Natural language region descriptions
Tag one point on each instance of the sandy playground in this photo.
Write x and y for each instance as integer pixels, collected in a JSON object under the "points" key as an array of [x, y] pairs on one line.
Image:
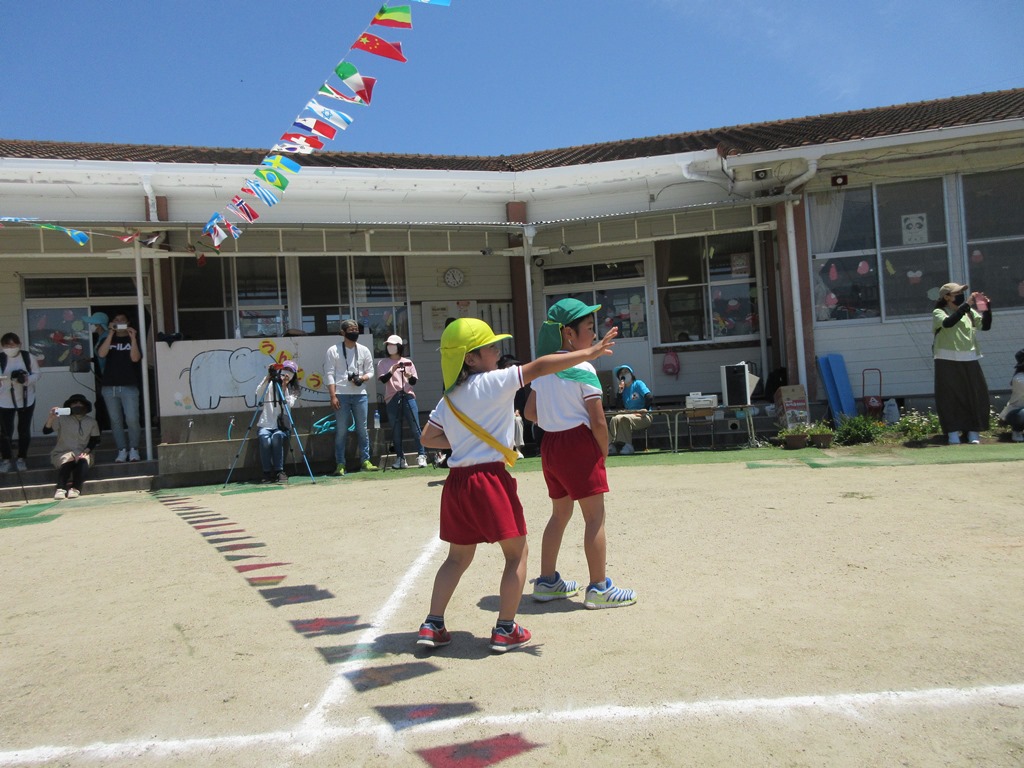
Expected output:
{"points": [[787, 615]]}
==
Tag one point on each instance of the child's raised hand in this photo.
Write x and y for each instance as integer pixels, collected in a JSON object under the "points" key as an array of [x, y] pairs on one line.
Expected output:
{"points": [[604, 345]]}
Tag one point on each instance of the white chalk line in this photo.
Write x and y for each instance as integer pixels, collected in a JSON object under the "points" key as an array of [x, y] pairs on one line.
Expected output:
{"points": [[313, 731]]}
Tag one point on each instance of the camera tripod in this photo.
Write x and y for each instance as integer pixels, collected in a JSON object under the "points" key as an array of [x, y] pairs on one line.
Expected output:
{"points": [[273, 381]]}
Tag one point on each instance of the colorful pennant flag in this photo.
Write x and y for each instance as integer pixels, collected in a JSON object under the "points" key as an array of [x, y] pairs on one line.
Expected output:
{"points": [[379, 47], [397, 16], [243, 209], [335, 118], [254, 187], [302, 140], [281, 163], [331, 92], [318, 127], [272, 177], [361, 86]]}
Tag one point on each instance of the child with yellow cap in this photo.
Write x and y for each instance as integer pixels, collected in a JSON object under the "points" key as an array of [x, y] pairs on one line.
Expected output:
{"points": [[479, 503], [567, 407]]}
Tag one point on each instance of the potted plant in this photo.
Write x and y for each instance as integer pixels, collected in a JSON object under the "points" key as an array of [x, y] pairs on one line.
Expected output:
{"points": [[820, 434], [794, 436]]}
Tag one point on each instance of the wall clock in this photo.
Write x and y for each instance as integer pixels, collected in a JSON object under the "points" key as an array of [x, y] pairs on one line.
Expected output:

Task goal: Reproduce exactly the entries above, limited to the lines from the one with "Tag one point on each instance of the child with" through the one with "Tag one point on each instance of the wall", both included.

Task answer:
Tag one point on each instance of the child with yellow cap in this photo.
Write x and y for each instance as integer pixels, collected in a JSON object under the "points" key as an array of [x, y] pairs on one line.
Expected output:
{"points": [[479, 503], [567, 407]]}
Tag one point on each instance of the potted plant in this photo.
Write x and y for each instance as integer pixels, collected in a JSON object under the "points" key as an array of [x, y] pairs on one line.
Expected output:
{"points": [[820, 434], [794, 436]]}
Tag one point on each instance of the wall clock in this photo.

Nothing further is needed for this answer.